Assignment: Write out the records once more, exactly as given.

*** Input data Section Begins ***

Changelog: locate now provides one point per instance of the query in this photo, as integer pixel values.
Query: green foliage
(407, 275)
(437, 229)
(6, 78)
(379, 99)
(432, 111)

*** Input data Section Ends ***

Response to this task:
Changelog: locate now provides one point per instance of the query in this photo, as integer pixel values.
Query: green foliage
(407, 275)
(437, 229)
(6, 78)
(379, 99)
(432, 111)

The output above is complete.